Bloc de texte:
=====

D'ailleurs ce n'est pas seulement ce précédent du Congrès de Vienne que nous pouvons invoquer. Il s'en faut de beaucoup que les dispositions du genre de celles que nous sollicitons, soient inusitées, comme on paraît le supposer. Un très grand nombre de traités en renferment de semblables » (Lettre à M. van de Weyer du 5 avril 1839)
(Note de bas de page A l'appui de sa dernière affirmation, le chevalier de Theux citait l'article 9 du traité de Nimègue de 1678, l'article 4 du traité de Ryswick de 1697, la ratification du traité d'Utrecht de 1713, l'article 6 du traité de Francfort de 1744, l'article 21 du traité de Fontainebleau de 1895, l'article 5 du traité de Kiel entre la Suède et le Danemark de 1811, la déclaration des Puissances sur les affaires de la Confédération helvétique du 20 mars 1825,1'article 16 du traité entre la Prusse et la Saxe du 18 mai 1815, les articles l et 88 de l'acte du Congrès de Vienne du 9 juin 1815. (Fin de la note).

=====

Actions à mener:
1 – Restituez le passage du bloc de texte situé entre « (Note de bas » et « de la note). », bornes comprises.
2 – Répondez à ces questions d'après le bloc de texte.
(a) De quelle date est la lettre à M. van de Weyer ?
(b) Entre quels pays a été conclu le traité de Kiel cité dans la note ?
(c) De quelle date est la déclaration des Puissances sur les affaires de la Confédération helvétique ?

=====

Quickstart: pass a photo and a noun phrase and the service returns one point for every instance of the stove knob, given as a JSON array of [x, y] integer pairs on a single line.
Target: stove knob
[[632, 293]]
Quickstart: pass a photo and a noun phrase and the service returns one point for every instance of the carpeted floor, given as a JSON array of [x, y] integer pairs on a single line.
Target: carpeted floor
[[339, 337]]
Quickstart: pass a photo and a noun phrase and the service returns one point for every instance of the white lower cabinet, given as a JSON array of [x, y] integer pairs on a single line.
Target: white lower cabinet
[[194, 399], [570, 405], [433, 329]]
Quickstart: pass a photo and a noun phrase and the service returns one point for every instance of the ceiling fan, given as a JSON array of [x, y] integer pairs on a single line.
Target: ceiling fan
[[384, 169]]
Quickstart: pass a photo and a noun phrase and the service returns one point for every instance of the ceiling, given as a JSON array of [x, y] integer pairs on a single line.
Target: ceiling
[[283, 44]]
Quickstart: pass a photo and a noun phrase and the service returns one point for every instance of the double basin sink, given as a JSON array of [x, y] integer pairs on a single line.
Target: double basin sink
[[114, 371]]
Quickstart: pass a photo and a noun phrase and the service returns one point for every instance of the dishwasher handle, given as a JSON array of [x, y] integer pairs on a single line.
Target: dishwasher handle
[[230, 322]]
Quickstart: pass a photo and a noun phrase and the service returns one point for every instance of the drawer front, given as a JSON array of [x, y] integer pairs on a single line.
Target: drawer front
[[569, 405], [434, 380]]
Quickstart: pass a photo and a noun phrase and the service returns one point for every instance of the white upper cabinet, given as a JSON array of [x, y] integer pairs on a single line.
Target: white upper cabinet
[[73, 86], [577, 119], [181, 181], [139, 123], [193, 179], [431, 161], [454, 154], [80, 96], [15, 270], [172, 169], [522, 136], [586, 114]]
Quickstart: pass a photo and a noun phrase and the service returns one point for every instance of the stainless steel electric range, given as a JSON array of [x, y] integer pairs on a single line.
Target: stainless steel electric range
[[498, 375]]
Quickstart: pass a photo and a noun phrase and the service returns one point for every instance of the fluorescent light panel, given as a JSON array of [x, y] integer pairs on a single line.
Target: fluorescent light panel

=====

Réponses attendues:
1 –
(Note de bas de page A l'appui de sa dernière affirmation, le chevalier de Theux citait l'article 9 du traité de Nimègue de 1678, l'article 4 du traité de Ryswick de 1697, la ratification du traité d'Utrecht de 1713, l'article 6 du traité de Francfort de 1744, l'article 21 du traité de Fontainebleau de 1895, l'article 5 du traité de Kiel entre la Suède et le Danemark de 1811, la déclaration des Puissances sur les affaires de la Confédération helvétique du 20 mars 1825,1'article 16 du traité entre la Prusse et la Saxe du 18 mai 1815, les articles l et 88 de l'acte du Congrès de Vienne du 9 juin 1815. (Fin de la note).

2 –
(a) Du 5 avril 1839.
(b) Entre la Suède et le Danemark.
(c) Du 20 mars 1825.